Exercise instructions
Please rewrite the lines below as a JSON list of strings, with one string per line and blank lines omitted. Leave the pictures out of the list.

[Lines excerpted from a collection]
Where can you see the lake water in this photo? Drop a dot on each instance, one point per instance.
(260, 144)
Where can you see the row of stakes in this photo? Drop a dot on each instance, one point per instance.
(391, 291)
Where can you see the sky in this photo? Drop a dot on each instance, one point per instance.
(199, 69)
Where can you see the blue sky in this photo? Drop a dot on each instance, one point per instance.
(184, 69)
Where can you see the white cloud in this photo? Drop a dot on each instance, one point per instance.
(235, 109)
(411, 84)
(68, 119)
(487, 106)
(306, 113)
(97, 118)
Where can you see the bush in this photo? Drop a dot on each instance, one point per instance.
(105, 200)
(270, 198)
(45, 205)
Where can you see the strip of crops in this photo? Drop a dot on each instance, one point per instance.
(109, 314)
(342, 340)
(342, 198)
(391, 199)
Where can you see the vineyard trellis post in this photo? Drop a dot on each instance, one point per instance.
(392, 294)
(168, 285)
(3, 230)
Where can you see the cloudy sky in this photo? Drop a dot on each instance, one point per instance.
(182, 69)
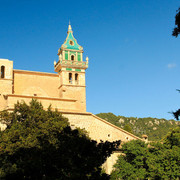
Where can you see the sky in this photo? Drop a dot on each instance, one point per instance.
(134, 61)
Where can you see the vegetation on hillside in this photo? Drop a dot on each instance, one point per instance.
(39, 144)
(150, 161)
(154, 128)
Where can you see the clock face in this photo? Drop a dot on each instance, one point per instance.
(71, 43)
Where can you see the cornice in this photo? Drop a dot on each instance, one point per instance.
(35, 73)
(37, 97)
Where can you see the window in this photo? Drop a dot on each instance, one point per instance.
(71, 43)
(72, 57)
(2, 71)
(76, 78)
(70, 78)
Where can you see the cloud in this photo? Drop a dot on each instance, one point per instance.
(171, 65)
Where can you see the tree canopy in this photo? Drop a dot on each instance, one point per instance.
(150, 161)
(40, 144)
(176, 30)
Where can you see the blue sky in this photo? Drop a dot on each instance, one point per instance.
(134, 61)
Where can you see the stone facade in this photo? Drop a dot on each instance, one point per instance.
(65, 90)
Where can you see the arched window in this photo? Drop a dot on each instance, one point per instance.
(70, 78)
(2, 71)
(76, 78)
(72, 57)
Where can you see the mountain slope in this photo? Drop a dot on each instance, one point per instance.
(155, 128)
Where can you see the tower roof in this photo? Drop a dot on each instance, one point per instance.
(71, 42)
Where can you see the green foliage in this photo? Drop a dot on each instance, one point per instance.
(128, 128)
(154, 128)
(154, 161)
(39, 144)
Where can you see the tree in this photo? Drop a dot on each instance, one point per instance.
(39, 144)
(177, 113)
(176, 30)
(150, 161)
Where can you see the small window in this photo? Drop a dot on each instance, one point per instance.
(71, 43)
(76, 78)
(72, 57)
(2, 71)
(70, 78)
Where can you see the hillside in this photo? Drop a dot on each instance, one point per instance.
(155, 128)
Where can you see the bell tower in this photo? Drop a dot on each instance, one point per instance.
(71, 69)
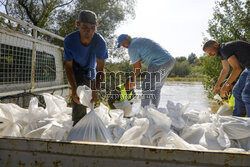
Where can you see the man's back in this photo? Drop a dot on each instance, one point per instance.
(240, 49)
(148, 51)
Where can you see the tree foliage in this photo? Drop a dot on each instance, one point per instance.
(191, 58)
(37, 12)
(230, 21)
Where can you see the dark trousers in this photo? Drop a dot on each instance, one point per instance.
(79, 110)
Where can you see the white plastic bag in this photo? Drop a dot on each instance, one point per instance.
(135, 133)
(90, 128)
(225, 109)
(172, 140)
(85, 95)
(125, 106)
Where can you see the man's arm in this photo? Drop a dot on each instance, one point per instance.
(71, 79)
(233, 61)
(223, 75)
(137, 71)
(99, 78)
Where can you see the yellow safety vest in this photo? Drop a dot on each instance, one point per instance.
(231, 100)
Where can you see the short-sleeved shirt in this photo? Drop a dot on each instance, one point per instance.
(85, 56)
(240, 49)
(148, 52)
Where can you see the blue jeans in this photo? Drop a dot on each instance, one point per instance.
(241, 93)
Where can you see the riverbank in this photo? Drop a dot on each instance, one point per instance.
(185, 79)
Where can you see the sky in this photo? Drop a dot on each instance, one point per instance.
(177, 25)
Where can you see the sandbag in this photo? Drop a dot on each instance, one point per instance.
(90, 128)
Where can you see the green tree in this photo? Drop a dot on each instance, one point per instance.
(230, 21)
(37, 12)
(180, 59)
(191, 58)
(181, 68)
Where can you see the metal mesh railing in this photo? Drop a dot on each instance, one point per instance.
(16, 64)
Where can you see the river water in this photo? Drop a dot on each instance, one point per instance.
(192, 93)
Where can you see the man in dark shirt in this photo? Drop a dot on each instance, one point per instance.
(237, 55)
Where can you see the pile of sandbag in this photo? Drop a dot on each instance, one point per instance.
(52, 122)
(175, 126)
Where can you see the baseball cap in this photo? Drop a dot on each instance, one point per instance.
(120, 38)
(87, 16)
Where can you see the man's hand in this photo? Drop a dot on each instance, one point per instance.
(129, 85)
(224, 91)
(75, 97)
(94, 97)
(216, 89)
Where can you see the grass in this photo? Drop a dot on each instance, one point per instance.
(187, 79)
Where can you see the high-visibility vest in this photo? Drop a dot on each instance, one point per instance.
(124, 95)
(231, 100)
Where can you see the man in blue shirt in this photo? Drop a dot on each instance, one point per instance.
(84, 54)
(158, 61)
(237, 55)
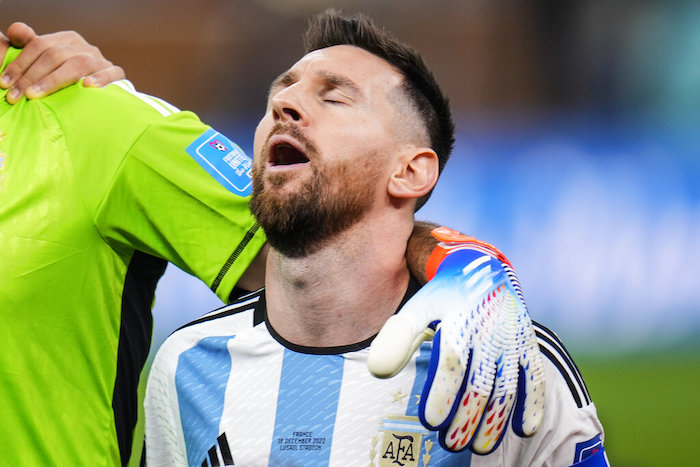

Exercise response
[
  "Where can you see the lake water in this photo? Drop a dot on each instance, one point per instance.",
  "(260, 144)",
  "Where can you see the row of stakes in this photo? Drop a dot on each instance, one point per instance.",
  "(391, 291)",
  "Where can you see the sky in this photo? Drop a dot on each instance, one point per instance.",
  "(199, 69)",
  "Where can you see the blue sky in this photo? Drop a dot on each instance, one point per instance.",
  "(184, 69)",
  "Where can you see the white cloud in this photo? Drop a dot on each instance, one point per instance.",
  "(235, 109)",
  "(411, 84)",
  "(68, 119)",
  "(487, 106)",
  "(306, 113)",
  "(97, 118)",
  "Where can you see the bush in this photo? Drop a dot on each instance, one point per instance.",
  "(105, 200)",
  "(270, 198)",
  "(45, 205)",
  "Where can you see the strip of crops in this photo? Drop a dot on each instance, one point per instance.",
  "(109, 314)",
  "(342, 340)",
  "(342, 198)",
  "(391, 199)",
  "Where can you see the vineyard trellis post in this photo? Drop a dot on each instance, one point per instance.",
  "(392, 294)",
  "(168, 285)",
  "(3, 230)",
  "Where can you see the cloudy sky in this photo? Drop a dot on each instance, one point per instance.",
  "(182, 69)",
  "Where can you see the sky in this photo? Drop a dot on each instance, one point per instance.",
  "(134, 61)",
  "Where can you see the vegetation on hillside in this photo? Drop a dot on each instance, one point per instance.",
  "(39, 144)",
  "(150, 161)",
  "(154, 128)",
  "Where can you see the clock face in this photo? Drop a dot on each instance, one point per instance.",
  "(71, 43)",
  "Where can you see the cornice in this photo? Drop a dot on each instance, one point per instance.",
  "(35, 73)",
  "(37, 97)",
  "Where can you see the window in this photo? Drop a dot on each instance, one point per instance.",
  "(71, 43)",
  "(72, 57)",
  "(2, 71)",
  "(76, 78)",
  "(70, 78)",
  "Where can you see the cloud in this photo? Drop a dot on each instance, one point per instance.",
  "(171, 65)",
  "Where can you see the tree canopy in this photo? Drop a dot on each instance, one point per instance.",
  "(150, 161)",
  "(40, 144)",
  "(176, 30)",
  "Where can you see the blue sky in this photo? Drop a dot on each instance, one point per instance.",
  "(134, 61)",
  "Where can you see the stone facade in this photo? Drop a dot on each instance, one point per instance.",
  "(65, 90)",
  "Where can you see the arched window in this photo? Drop a dot on each instance, one point per instance.",
  "(70, 78)",
  "(2, 71)",
  "(76, 78)",
  "(72, 57)",
  "Where can you see the mountain slope in this photo? Drop a dot on each instance, one point per instance.",
  "(155, 128)",
  "Where can you see the tower roof in this photo? Drop a dot on each instance, one point per instance.",
  "(71, 42)",
  "Where can you see the green foliage in this photo? Drop a dot on each instance, one point per instance.",
  "(128, 128)",
  "(154, 128)",
  "(154, 161)",
  "(39, 144)",
  "Where can you see the tree in this photo? Drop a dot on each instance, one point per instance.",
  "(39, 144)",
  "(177, 113)",
  "(176, 30)",
  "(150, 161)",
  "Where can you see the small window in this photo? Drop a dot on each instance, one point per instance.",
  "(71, 43)",
  "(76, 78)",
  "(72, 57)",
  "(2, 71)",
  "(70, 78)",
  "Where can you see the hillside in this photo? Drop a dot on each instance, one point per instance.",
  "(155, 128)",
  "Where can you see the bell tower in this photo? Drop a dot on each instance, one point per instance.",
  "(71, 69)",
  "Where can you see the man's back in this photo? Drop a dot on each instance, one point per instance.",
  "(240, 49)",
  "(148, 51)",
  "Where can you see the tree foliage in this photo? Drop a dot on each instance, one point per instance.",
  "(191, 58)",
  "(37, 12)",
  "(230, 21)",
  "Where can you see the dark trousers in this photo? Drop a dot on each instance, one point per instance.",
  "(79, 110)",
  "Where can you see the white plastic bag in this photo? Drop a dot on each instance, one point per instance.",
  "(135, 133)",
  "(90, 128)",
  "(225, 109)",
  "(172, 140)",
  "(85, 95)",
  "(125, 106)",
  "Where can you see the man's arm in this photo? Drop a dot on each instance, one point per instance.",
  "(71, 79)",
  "(233, 61)",
  "(223, 75)",
  "(137, 71)",
  "(99, 78)",
  "Where can you see the yellow safety vest in this photo? Drop a dot on each instance, one point per instance.",
  "(231, 100)",
  "Where can you see the short-sleeved shirt in this photo? Drop a dot on each instance, one point per instance.",
  "(85, 56)",
  "(240, 49)",
  "(148, 52)",
  "Where can you see the blue jeans in this photo? Drop a dot on each instance, one point per instance.",
  "(241, 93)",
  "Where can you see the riverbank in this photo? Drop a dot on each instance, one point per instance.",
  "(185, 79)",
  "Where can you see the sky in this photo? Drop a dot on each instance, one point per instance.",
  "(177, 25)",
  "Where can you see the sandbag in this photo? Drop a dot on each instance, one point per instance.",
  "(90, 128)",
  "Where can you see the green tree in this photo? Drop a dot on each instance, one point per instance.",
  "(230, 21)",
  "(37, 12)",
  "(180, 59)",
  "(191, 58)",
  "(181, 68)",
  "Where can you see the metal mesh railing in this photo? Drop a dot on each instance, one point per instance.",
  "(16, 64)",
  "Where can you see the river water in this photo? Drop a dot on each instance, one point per instance.",
  "(192, 93)",
  "Where can you see the man in dark shirt in this photo? Drop a dot on each instance, one point per instance.",
  "(237, 55)",
  "Where can you see the pile of sandbag in this photo? Drop a dot on each instance, one point per instance.",
  "(52, 122)",
  "(175, 126)",
  "Where can you see the baseball cap in this photo? Drop a dot on each instance, one point per instance.",
  "(120, 38)",
  "(87, 16)",
  "Where can you see the man's hand in this photo? Drop a dot on each instance, one point per instance.",
  "(129, 85)",
  "(224, 91)",
  "(75, 97)",
  "(94, 97)",
  "(216, 89)",
  "Where can you see the grass in this photo? Drop a dot on each instance, one point per instance.",
  "(187, 79)",
  "Where can you see the high-visibility vest in this photo? Drop a dot on each instance, one point per instance.",
  "(124, 95)",
  "(231, 100)",
  "Where can you see the man in blue shirt in this photo? Drop a dot on each instance, one point per instance.",
  "(84, 54)",
  "(158, 61)",
  "(237, 55)"
]